> **DÉFIS**:
[1] D'après l'extrait, comment se sentent les collaborateurs lorsqu'ils peuvent s'appuyer sur leurs points forts dans leur travail ?
[2] Recopiez fidèlement tout le texte de l'extrait, depuis « - Cela peut » jusqu'à « mieux les soutenir. » inclus.

> **EXTRAIT**:
════
Voici 3 autres raisons pour lesquelles développer la connaissance de soi en période d'incertitude prend tout son sens :
- Cela aide les équipes à mieux travailler ensemble. À mesure que la flexibilité organisationnelle augmente, les collaborateurs sont de plus en plus amenés à travailler de manière transverse, prenant part à différents projets, avec différents services. Savoir travailler avec des personnes ayant des styles de communication différents, des approches de la prise de décision et du conflit également différentes, et savoir adapter son propre style devient donc clé. Ceci est intimement lié à notre personnalité.
- Cela contribue à la rétention des talents. Lorsque les collaborateurs peuvent s’appuyer sur leurs points forts dans leur travail, ils se sentent plus épanouis. Cela renforce leur bien-être et réduit le turn-over.
- Cela peut réduire la pression qui pèse sur les managers. Les leaders et managers ne peuvent pas avoir toutes les réponses ou « toujours tout savoir », surtout en période de changement perturbateur. Comprendre les différents types de personnalité les aide à mieux identifier les motivations de leurs collaborateurs, à identifier leurs points forts et s’appuyer dessus pour mieux les soutenir.
════
> **DONNÉES FOURNIES**:
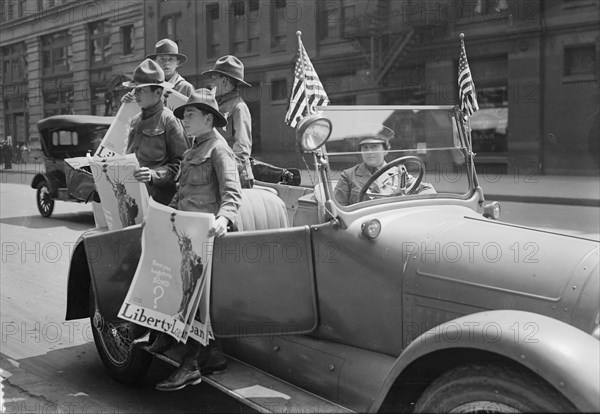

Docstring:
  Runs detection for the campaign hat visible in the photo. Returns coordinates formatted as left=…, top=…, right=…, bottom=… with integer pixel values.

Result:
════
> **RÉPONSES PAR EXERCICE**:
[1] Ils se sentent plus épanouis.

[2]
- Cela peut réduire la pression qui pèse sur les managers. Les leaders et managers ne peuvent pas avoir toutes les réponses ou « toujours tout savoir », surtout en période de changement perturbateur. Comprendre les différents types de personnalité les aide à mieux identifier les motivations de leurs collaborateurs, à identifier leurs points forts et s’appuyer dessus pour mieux les soutenir.